■ Kutipan Terpilih ■
_ _ _ _ _
B.     Rumusan Masalah
Dari latar belakang masalah diatas, maka ada beberapa yang menjadi pokok bahasan sebagai berikut.
1.      Apa yang dimaksud dengan konflik?
2.      Apa yang dimaksud dengan APS/ADR?
3.      Apa saja model-model alternatif penyelesaian sengketa?

BAB II
PEMBAHASAN


A.    Pengertian Konflik
             Kehidupan masyarakat yang begitu beragam sangat memungkinkan terjadinya sebuah konflik. Konflik memang sebuah kejanggalan yang ada pada diri manusia, bahkan konflik bisa terjadi karena adanya perbedaan rasa tau etnis, perbedaab agama atau adanya sebuah kepentingan yang ingin dicapainya yang mengakibatkan perselisihan ataupun pertikaian. Tanpa adanya pemahaman atau pengetahuan tentang manajemen konflik, mereka tidak akan mampu menyelesaikan konflik atau sengketa yang dihadapinya. Maka dari itu, perlu adanya pemahaman tentang adanya manajemen konflik, sehingga mampu mengelola konflik atau sengketa dengan baik.
_ _ _ _ _
■ Tugas Tertulis A ■
Salin ulang semua baris entri tersimpan di bawah ini tanpa mengubah apa pun.
Kutipan dan entri ini adalah bahan yang terpisah satu sama lain.

■ Entri tersimpan ■
_ _ _ _ _
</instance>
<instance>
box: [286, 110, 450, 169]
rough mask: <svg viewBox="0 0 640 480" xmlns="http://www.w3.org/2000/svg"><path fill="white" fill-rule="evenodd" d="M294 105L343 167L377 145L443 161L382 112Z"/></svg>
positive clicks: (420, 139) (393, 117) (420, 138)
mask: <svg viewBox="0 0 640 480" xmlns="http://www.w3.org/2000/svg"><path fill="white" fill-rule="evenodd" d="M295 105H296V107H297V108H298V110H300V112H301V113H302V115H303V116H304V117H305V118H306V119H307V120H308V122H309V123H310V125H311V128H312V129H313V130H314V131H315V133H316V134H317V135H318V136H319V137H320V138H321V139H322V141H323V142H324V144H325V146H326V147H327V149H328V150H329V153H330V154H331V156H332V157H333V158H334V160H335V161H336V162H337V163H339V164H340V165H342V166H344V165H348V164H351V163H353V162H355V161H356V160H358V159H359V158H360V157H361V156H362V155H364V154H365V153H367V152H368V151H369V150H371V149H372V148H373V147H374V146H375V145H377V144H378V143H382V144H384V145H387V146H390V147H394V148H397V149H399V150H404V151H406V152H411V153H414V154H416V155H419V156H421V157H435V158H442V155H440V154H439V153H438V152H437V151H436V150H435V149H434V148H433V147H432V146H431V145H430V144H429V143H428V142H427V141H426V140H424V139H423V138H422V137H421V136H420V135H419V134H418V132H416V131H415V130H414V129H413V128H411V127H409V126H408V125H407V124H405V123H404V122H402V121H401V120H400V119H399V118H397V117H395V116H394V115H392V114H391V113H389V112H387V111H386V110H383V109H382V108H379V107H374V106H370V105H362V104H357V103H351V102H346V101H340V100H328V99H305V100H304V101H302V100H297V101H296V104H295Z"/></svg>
_ _ _ _ _
■ Tugas Tertulis B ■
Dari kutipan tentang konflik dan penyelesaian sengketa, daftarkan semua pokok bahasan yang tercantum di bawah judul "Rumusan Masalah".

■ Hasil Latihan A ■
</instance>
<instance>
box: [286, 110, 450, 169]
rough mask: <svg viewBox="0 0 640 480" xmlns="http://www.w3.org/2000/svg"><path fill="white" fill-rule="evenodd" d="M294 105L343 167L377 145L443 161L382 112Z"/></svg>
positive clicks: (420, 139) (393, 117) (420, 138)
mask: <svg viewBox="0 0 640 480" xmlns="http://www.w3.org/2000/svg"><path fill="white" fill-rule="evenodd" d="M295 105H296V107H297V108H298V110H300V112H301V113H302V115H303V116H304V117H305V118H306V119H307V120H308V122H309V123H310V125H311V128H312V129H313V130H314V131H315V133H316V134H317V135H318V136H319V137H320V138H321V139H322V141H323V142H324V144H325V146H326V147H327V149H328V150H329V153H330V154H331V156H332V157H333V158H334V160H335V161H336V162H337V163H339V164H340V165H342V166H344V165H348V164H351V163H353V162H355V161H356V160H358V159H359V158H360V157H361V156H362V155H364V154H365V153H367V152H368V151H369V150H371V149H372V148H373V147H374V146H375V145H377V144H378V143H382V144H384V145H387V146H390V147H394V148H397V149H399V150H404V151H406V152H411V153H414V154H416V155H419V156H421V157H435V158H442V155H440V154H439V153H438V152H437V151H436V150H435V149H434V148H433V147H432V146H431V145H430V144H429V143H428V142H427V141H426V140H424V139H423V138H422V137H421V136H420V135H419V134H418V132H416V131H415V130H414V129H413V128H411V127H409V126H408V125H407V124H405V123H404V122H402V121H401V120H400V119H399V118H397V117H395V116H394V115H392V114H391V113H389V112H387V111H386V110H383V109H382V108H379V107H374V106H370V105H362V104H357V103H351V102H346V101H340V100H328V99H305V100H304V101H302V100H297V101H296V104H295Z"/></svg>

■ Hasil Latihan B ■
1. Apa yang dimaksud dengan konflik?
2. Apa yang dimaksud dengan APS/ADR?
3. Apa saja model-model alternatif penyelesaian sengketa?